--- Begin ---

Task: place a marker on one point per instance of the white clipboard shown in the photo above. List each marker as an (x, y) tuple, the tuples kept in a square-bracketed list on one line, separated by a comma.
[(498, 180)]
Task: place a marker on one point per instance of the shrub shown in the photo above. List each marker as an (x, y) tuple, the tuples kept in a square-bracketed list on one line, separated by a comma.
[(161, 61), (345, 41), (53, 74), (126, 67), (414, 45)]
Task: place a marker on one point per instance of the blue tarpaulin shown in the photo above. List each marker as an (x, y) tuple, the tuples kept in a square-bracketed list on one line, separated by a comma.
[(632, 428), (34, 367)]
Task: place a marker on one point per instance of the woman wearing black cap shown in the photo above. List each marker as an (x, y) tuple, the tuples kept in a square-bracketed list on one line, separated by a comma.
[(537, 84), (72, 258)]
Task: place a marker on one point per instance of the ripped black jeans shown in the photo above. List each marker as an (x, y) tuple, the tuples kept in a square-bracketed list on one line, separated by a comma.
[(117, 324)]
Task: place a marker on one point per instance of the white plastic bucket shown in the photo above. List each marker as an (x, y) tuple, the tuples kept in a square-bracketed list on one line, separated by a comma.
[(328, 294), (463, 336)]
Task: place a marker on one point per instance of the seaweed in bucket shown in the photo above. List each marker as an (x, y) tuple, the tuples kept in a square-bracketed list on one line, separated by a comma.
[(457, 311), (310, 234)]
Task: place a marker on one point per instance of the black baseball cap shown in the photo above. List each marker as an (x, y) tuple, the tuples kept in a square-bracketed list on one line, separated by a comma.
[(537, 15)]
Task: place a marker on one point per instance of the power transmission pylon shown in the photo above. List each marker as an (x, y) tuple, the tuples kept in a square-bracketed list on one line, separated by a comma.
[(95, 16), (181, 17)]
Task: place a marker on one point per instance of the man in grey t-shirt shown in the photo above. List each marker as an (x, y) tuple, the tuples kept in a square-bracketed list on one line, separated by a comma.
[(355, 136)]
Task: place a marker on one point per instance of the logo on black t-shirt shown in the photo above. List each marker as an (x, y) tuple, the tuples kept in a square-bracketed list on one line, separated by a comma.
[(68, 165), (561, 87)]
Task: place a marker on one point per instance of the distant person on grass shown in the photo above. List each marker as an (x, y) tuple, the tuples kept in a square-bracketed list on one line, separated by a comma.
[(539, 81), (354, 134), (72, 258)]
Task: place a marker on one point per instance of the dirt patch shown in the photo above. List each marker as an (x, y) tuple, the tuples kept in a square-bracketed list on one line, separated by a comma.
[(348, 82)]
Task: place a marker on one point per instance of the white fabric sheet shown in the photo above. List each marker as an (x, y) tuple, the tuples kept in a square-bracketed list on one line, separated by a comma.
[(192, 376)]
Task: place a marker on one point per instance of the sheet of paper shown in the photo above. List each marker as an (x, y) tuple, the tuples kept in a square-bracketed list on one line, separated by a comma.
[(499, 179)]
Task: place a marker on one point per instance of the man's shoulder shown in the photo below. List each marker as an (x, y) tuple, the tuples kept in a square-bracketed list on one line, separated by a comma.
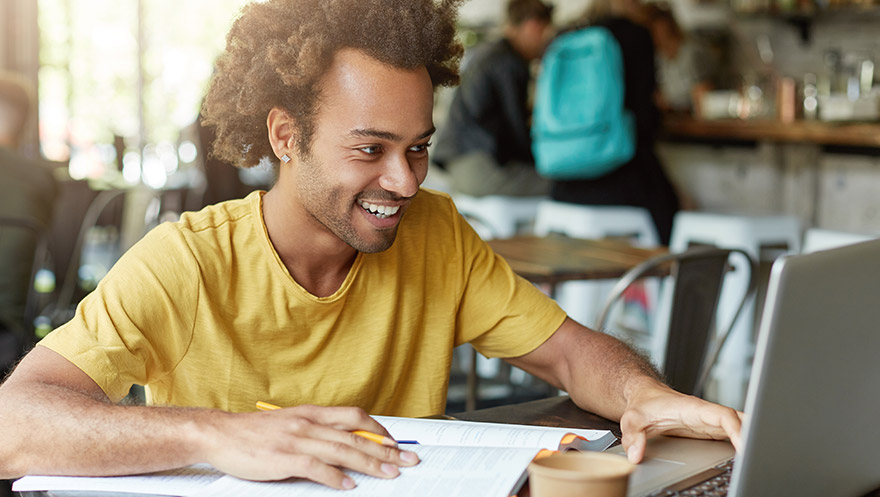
[(432, 203), (220, 216), (211, 230)]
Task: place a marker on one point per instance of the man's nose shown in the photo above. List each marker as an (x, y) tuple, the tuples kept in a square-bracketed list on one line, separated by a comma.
[(399, 177)]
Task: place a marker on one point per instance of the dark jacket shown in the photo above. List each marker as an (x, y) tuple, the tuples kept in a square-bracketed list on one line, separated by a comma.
[(489, 111)]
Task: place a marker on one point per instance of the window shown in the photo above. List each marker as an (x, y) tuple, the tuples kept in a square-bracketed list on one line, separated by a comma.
[(120, 79)]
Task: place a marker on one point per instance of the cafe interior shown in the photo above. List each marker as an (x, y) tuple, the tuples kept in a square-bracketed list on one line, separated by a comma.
[(770, 135)]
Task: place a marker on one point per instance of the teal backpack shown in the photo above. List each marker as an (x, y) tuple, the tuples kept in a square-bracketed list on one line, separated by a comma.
[(580, 129)]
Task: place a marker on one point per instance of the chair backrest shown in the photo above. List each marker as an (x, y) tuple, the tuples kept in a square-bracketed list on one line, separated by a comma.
[(691, 349), (26, 262)]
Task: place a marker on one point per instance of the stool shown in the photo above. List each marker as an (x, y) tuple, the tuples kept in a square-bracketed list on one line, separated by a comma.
[(582, 300), (816, 239), (497, 216), (750, 233)]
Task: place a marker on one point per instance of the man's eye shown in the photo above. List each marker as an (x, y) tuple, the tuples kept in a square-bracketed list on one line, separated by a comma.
[(420, 148)]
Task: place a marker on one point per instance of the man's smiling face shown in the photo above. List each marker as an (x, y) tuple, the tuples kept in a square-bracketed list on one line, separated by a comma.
[(369, 151)]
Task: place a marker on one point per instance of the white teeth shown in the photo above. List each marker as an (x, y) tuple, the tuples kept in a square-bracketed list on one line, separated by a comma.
[(380, 211)]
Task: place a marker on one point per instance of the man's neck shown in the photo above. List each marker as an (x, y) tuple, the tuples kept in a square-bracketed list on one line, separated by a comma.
[(317, 259)]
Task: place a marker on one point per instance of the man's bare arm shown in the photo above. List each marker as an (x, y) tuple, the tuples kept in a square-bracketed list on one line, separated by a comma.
[(57, 420), (604, 376)]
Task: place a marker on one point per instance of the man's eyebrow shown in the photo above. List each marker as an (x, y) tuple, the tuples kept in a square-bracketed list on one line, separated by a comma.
[(386, 135)]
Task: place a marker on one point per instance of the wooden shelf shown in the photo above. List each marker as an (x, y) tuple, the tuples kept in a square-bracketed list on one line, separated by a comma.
[(819, 133)]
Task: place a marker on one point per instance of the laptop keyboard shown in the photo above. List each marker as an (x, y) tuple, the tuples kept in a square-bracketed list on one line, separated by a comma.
[(710, 483)]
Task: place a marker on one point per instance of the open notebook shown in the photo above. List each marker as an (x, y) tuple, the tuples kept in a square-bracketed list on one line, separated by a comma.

--- End ---

[WORK TO BE COMPLETED]:
Begin at the line that has "of the stool" and stop after the line that has "[(369, 151)]". Write out those lines again, requests included, adding 55 to every coordinate in the answers.

[IN RESPONSE]:
Task: place a marker on one point per instance of the stool shown in the photo above. List each marker as an (x, y) tuple, the tuples kept in a square-bracketed list on one line, separated by a comma.
[(637, 355), (871, 294), (552, 271), (805, 288)]
Task: place a marker on one point per instance of the man's eye shown in the photo above. List each marker as an (x, y) tuple, the tuples kept in a square-bracketed list on one line, separated by a comma.
[(475, 203)]
Task: place a marker on one point per instance of the man's smiling face shown in the photo above. List each marker as an (x, y) tuple, the tuples kept in a square-bracketed list on one line, separated by a comma.
[(424, 206)]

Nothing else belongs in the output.